» Your assignment: Copy the lines below verbatim, but only from the line containing "ground in the photo above." through the end of the data.
[Record set]
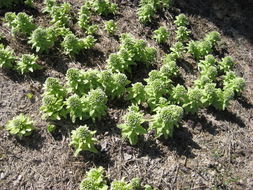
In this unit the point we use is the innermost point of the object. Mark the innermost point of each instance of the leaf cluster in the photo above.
(82, 140)
(20, 125)
(131, 128)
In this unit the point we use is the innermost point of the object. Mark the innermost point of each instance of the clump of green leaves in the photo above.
(103, 7)
(53, 106)
(27, 63)
(182, 34)
(177, 49)
(42, 39)
(131, 51)
(20, 125)
(20, 23)
(166, 119)
(131, 128)
(6, 57)
(94, 179)
(111, 27)
(193, 101)
(200, 49)
(148, 8)
(181, 20)
(161, 35)
(82, 139)
(226, 64)
(95, 103)
(60, 13)
(137, 93)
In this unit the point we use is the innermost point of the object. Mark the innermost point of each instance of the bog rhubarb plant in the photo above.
(131, 128)
(94, 179)
(111, 27)
(7, 57)
(165, 120)
(27, 63)
(82, 140)
(20, 126)
(161, 35)
(42, 39)
(20, 24)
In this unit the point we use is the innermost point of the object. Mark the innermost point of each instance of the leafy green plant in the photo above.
(82, 139)
(131, 128)
(95, 103)
(49, 5)
(94, 179)
(170, 70)
(6, 57)
(137, 93)
(193, 101)
(71, 45)
(226, 64)
(111, 27)
(121, 185)
(20, 23)
(181, 20)
(161, 35)
(76, 108)
(178, 95)
(27, 63)
(60, 13)
(80, 82)
(178, 49)
(182, 34)
(104, 7)
(53, 106)
(233, 82)
(42, 39)
(166, 119)
(20, 125)
(51, 128)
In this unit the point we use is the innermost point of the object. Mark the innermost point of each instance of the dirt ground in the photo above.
(211, 150)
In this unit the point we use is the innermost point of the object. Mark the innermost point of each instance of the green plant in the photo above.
[/Record set]
» Response to this exercise:
In this unit the point we use is the innermost point of the object. Mark the innermost point of each instance of the dirt ground in the photo above.
(211, 150)
In this unit the point we use is the innermost point of the object. Mark the innermost point of each instance of the green plant in the photo above.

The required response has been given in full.